Instructions to follow: Pull out of the data below the stretch of lines bounded by the one containing "Locate the white poster" and the one containing "Locate the sunglasses", both bounds included, unchanged.

Supplied data:
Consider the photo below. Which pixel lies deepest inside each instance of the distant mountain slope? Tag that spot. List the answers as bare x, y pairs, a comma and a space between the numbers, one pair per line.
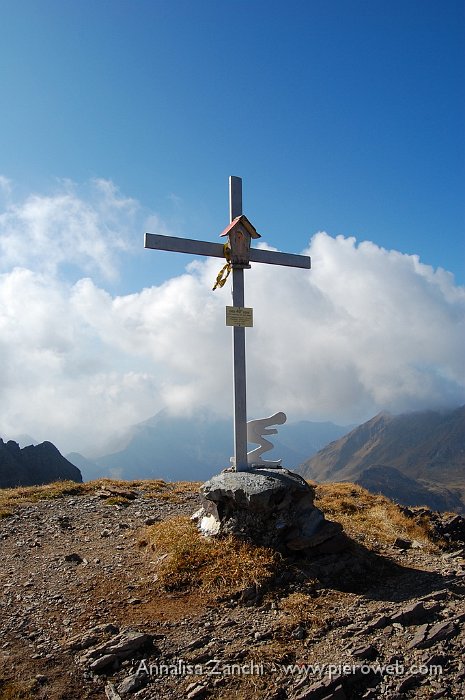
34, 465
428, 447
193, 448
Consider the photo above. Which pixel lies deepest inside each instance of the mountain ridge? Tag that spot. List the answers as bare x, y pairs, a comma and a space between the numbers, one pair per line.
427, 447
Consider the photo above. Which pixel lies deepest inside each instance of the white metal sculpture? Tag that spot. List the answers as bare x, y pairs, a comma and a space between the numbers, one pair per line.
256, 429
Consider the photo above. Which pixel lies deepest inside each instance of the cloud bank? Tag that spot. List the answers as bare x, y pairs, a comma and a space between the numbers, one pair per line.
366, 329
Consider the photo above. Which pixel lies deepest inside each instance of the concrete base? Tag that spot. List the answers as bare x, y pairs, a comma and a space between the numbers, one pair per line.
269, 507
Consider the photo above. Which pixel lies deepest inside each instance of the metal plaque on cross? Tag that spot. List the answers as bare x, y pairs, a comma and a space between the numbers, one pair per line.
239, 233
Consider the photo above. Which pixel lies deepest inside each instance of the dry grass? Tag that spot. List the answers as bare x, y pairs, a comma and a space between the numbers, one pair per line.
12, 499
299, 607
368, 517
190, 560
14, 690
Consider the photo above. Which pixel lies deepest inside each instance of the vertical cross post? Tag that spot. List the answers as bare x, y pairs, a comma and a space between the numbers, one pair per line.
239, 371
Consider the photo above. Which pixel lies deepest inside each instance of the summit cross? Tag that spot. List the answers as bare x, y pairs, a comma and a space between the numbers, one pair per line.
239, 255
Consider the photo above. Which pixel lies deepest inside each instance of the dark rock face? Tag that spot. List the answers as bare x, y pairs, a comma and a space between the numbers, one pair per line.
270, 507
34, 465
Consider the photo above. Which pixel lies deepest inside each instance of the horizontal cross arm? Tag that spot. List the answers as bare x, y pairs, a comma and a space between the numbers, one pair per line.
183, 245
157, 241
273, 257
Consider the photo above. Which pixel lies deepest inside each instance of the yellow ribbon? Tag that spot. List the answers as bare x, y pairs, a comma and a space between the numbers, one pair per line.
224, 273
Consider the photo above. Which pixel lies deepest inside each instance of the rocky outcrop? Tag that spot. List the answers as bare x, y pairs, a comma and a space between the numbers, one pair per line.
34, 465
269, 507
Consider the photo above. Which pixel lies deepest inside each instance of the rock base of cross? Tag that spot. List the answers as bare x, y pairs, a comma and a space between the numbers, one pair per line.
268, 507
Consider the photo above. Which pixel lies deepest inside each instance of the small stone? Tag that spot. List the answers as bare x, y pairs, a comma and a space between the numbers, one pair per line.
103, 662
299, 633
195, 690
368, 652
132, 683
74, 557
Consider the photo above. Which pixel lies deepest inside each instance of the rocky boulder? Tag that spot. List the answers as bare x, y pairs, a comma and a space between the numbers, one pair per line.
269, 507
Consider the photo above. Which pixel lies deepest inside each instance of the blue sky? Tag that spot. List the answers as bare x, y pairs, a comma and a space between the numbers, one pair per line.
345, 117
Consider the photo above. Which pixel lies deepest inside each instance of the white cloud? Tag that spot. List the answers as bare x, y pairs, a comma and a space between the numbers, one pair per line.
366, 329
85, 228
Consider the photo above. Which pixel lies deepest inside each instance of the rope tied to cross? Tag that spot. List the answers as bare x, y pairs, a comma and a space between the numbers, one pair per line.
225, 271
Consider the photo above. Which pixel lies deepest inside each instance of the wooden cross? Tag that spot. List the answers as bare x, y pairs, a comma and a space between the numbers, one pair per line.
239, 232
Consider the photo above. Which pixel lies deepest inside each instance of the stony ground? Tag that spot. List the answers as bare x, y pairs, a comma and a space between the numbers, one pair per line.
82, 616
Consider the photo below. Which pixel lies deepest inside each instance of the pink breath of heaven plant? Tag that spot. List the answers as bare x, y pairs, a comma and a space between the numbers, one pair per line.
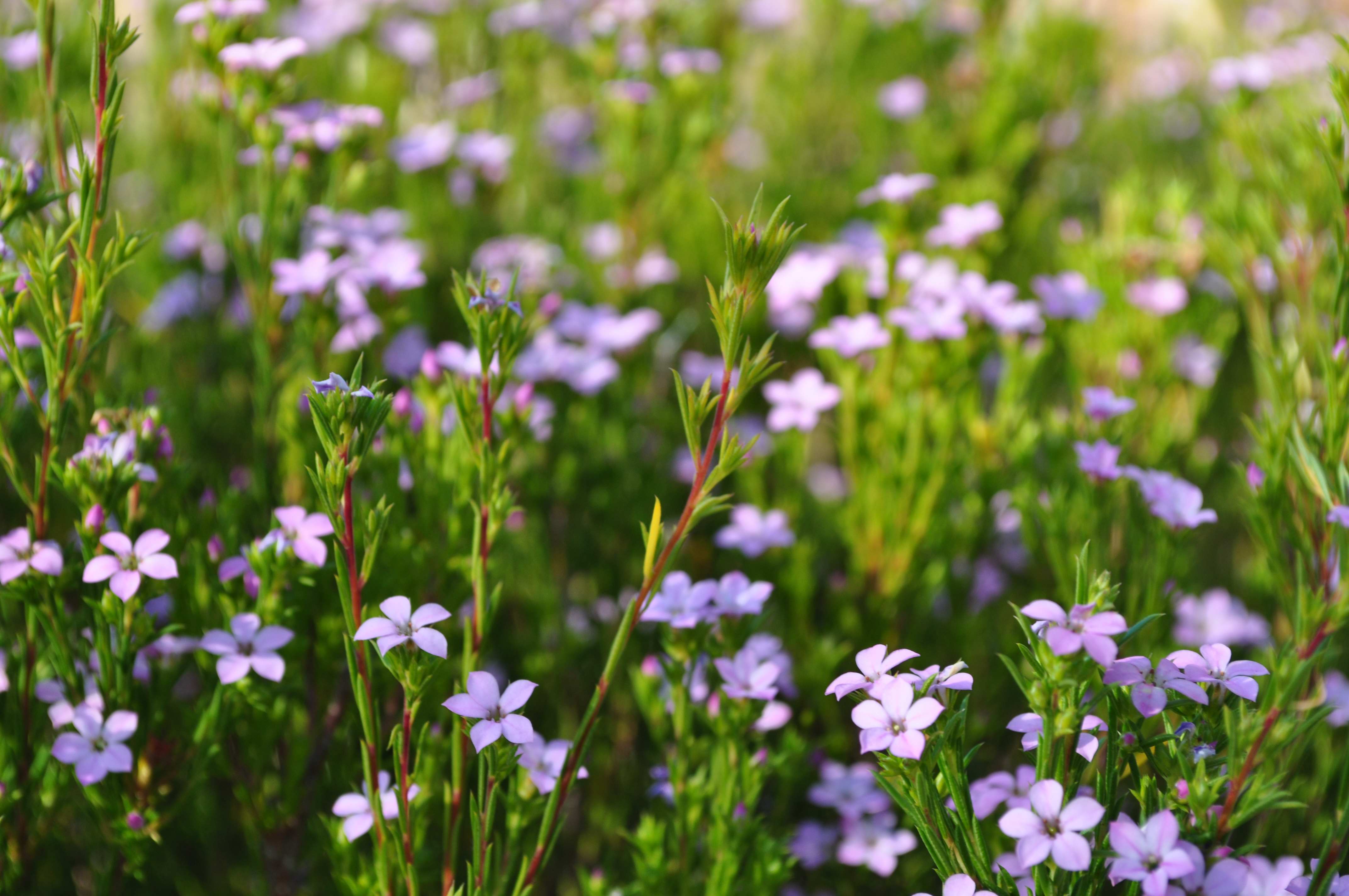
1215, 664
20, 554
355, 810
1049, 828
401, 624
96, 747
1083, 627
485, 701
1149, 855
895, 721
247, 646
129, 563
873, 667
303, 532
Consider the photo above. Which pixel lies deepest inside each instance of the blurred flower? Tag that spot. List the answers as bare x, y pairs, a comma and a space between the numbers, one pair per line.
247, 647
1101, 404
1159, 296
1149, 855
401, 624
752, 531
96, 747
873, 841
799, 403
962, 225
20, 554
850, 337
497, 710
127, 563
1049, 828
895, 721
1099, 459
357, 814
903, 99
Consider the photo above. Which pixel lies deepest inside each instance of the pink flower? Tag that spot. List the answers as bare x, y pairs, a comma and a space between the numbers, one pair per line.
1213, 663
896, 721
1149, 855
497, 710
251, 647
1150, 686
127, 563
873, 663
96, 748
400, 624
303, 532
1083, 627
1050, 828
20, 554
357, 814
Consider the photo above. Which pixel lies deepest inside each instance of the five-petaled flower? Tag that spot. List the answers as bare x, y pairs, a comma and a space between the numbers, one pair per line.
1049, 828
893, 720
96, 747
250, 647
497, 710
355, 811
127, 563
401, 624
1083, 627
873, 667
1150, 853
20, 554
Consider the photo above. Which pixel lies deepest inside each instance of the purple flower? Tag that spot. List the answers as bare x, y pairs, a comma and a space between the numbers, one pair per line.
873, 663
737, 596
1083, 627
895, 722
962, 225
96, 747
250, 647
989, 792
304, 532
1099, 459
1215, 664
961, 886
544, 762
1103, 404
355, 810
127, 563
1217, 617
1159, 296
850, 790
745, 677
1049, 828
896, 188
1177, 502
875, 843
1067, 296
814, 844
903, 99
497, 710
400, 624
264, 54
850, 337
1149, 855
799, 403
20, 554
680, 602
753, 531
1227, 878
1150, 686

...

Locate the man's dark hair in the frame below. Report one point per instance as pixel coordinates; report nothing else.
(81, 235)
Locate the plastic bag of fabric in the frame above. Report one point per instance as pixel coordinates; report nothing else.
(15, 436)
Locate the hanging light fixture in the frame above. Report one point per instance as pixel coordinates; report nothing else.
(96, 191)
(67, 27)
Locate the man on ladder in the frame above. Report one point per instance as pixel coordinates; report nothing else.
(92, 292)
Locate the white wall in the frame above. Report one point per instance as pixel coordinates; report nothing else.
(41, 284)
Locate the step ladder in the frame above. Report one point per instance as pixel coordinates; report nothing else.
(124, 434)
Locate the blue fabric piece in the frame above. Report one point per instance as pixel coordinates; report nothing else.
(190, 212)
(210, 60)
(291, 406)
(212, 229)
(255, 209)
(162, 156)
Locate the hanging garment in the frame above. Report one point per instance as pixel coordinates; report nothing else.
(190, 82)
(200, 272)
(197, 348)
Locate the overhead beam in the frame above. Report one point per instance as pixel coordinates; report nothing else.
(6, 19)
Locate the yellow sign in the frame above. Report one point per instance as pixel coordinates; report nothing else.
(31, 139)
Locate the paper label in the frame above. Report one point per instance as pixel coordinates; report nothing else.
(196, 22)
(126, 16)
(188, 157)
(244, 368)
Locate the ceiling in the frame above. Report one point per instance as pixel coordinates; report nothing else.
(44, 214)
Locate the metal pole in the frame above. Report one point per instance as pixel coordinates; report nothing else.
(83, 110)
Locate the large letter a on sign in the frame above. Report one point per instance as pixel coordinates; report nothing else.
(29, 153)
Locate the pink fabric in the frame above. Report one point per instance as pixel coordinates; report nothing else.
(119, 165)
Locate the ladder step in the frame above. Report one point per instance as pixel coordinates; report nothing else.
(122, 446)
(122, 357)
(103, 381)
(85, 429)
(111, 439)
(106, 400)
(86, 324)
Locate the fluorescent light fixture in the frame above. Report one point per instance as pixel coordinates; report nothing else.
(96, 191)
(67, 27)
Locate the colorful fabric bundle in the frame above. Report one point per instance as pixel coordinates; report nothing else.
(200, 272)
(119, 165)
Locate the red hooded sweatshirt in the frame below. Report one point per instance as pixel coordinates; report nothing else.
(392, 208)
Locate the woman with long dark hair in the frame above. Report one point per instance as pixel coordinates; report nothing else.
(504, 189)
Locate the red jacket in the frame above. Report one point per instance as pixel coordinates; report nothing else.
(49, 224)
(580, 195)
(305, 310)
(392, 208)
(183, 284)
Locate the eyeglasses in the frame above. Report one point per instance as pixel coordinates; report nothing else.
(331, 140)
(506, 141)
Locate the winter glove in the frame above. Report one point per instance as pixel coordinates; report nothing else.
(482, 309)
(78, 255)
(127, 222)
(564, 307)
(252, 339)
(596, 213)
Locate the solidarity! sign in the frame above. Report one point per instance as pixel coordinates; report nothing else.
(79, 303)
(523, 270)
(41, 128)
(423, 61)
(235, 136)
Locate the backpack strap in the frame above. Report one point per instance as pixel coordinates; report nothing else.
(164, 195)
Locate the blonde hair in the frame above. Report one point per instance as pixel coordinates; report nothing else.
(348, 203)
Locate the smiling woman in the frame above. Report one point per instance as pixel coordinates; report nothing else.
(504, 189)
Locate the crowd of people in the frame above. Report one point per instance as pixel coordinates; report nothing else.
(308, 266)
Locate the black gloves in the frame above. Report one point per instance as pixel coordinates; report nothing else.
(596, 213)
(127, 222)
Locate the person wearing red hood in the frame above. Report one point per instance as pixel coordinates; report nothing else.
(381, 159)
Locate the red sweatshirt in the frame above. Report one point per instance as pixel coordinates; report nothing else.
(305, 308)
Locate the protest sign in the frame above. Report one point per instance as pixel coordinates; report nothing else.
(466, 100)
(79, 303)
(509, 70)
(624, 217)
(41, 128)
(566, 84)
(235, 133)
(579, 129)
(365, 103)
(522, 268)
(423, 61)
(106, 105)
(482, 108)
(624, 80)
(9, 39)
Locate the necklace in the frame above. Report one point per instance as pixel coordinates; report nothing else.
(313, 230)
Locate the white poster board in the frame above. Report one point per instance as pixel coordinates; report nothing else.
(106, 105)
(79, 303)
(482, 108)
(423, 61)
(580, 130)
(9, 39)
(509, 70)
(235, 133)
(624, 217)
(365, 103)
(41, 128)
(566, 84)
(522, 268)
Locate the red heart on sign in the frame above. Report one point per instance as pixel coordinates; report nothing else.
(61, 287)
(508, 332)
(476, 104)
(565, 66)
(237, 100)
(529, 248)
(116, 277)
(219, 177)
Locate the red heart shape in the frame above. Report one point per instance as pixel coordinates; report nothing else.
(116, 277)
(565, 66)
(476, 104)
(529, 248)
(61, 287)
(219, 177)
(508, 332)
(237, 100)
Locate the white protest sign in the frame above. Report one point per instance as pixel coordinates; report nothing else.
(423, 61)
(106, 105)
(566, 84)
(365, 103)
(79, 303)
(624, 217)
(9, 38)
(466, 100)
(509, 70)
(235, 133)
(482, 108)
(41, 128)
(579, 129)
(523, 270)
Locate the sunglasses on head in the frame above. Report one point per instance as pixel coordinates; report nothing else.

Solution to the exercise:
Locate the white poster board in the frame above. Report one point per instance as pixel coordinates; report nothing else.
(106, 105)
(79, 303)
(482, 108)
(423, 61)
(580, 130)
(9, 39)
(509, 70)
(235, 133)
(624, 217)
(365, 103)
(41, 128)
(566, 84)
(522, 268)
Locate the red heart on sign in the frame above. Report one point per instance as pixel coordinates; report nothing else.
(61, 287)
(508, 332)
(476, 104)
(565, 66)
(237, 100)
(529, 248)
(116, 277)
(219, 177)
Locate the red heart shape in the frame above. Report one point per instance as pixel coordinates; report nothing else.
(116, 277)
(565, 66)
(476, 104)
(529, 248)
(61, 287)
(219, 177)
(508, 332)
(237, 100)
Locate the white protest sign in the frame above. Report one point per instance as pixel coordinates; report nothing else.
(423, 61)
(106, 105)
(566, 84)
(365, 103)
(79, 303)
(624, 217)
(9, 38)
(466, 100)
(509, 70)
(235, 133)
(482, 108)
(41, 128)
(579, 129)
(523, 270)
Locate the sunglasses on head in the frame above. Report one point per instance as pixel coordinates; report nothing else.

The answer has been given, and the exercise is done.